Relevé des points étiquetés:
**********

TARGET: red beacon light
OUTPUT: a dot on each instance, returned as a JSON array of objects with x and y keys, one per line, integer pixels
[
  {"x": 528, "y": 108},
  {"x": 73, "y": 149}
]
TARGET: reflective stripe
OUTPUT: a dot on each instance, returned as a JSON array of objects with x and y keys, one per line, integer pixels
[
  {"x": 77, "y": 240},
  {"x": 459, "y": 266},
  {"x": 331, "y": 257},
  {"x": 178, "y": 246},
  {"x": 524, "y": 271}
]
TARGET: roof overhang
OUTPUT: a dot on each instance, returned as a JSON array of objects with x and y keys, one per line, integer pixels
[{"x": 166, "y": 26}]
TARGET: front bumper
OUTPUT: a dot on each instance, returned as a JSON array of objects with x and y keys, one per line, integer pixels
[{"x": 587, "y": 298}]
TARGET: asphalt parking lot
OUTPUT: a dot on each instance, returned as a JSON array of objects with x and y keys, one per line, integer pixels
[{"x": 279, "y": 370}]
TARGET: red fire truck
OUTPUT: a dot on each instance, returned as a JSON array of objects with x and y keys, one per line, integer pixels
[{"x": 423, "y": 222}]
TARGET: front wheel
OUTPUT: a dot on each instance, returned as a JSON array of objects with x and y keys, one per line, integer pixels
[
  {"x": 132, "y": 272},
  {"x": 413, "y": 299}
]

**********

**CONSIGNE:** Disposez en tableau Markdown le passage du relevé allant de la ligne qui contient "TARGET: front bumper" jusqu'à la fin du relevé, bornes comprises, en omettant les lignes vides. Intitulez les deux colonnes "Numéro" (rang de la ligne) et "Ligne".

**CORRIGÉ:**
| Numéro | Ligne |
|---|---|
| 1 | TARGET: front bumper |
| 2 | OUTPUT: a dot on each instance, returned as a JSON array of objects with x and y keys, one per line, integer pixels |
| 3 | [{"x": 587, "y": 298}] |
| 4 | TARGET: asphalt parking lot |
| 5 | OUTPUT: a dot on each instance, returned as a JSON array of objects with x and y keys, one per line, integer pixels |
| 6 | [{"x": 279, "y": 370}] |
| 7 | TARGET: red fire truck |
| 8 | OUTPUT: a dot on each instance, returned as a JSON array of objects with x and y keys, one per line, integer pixels |
| 9 | [{"x": 423, "y": 222}] |
| 10 | TARGET: front wheel |
| 11 | OUTPUT: a dot on each instance, returned as a JSON array of objects with x and y keys, one per line, integer pixels |
| 12 | [ |
| 13 |   {"x": 132, "y": 272}, |
| 14 |   {"x": 413, "y": 299} |
| 15 | ] |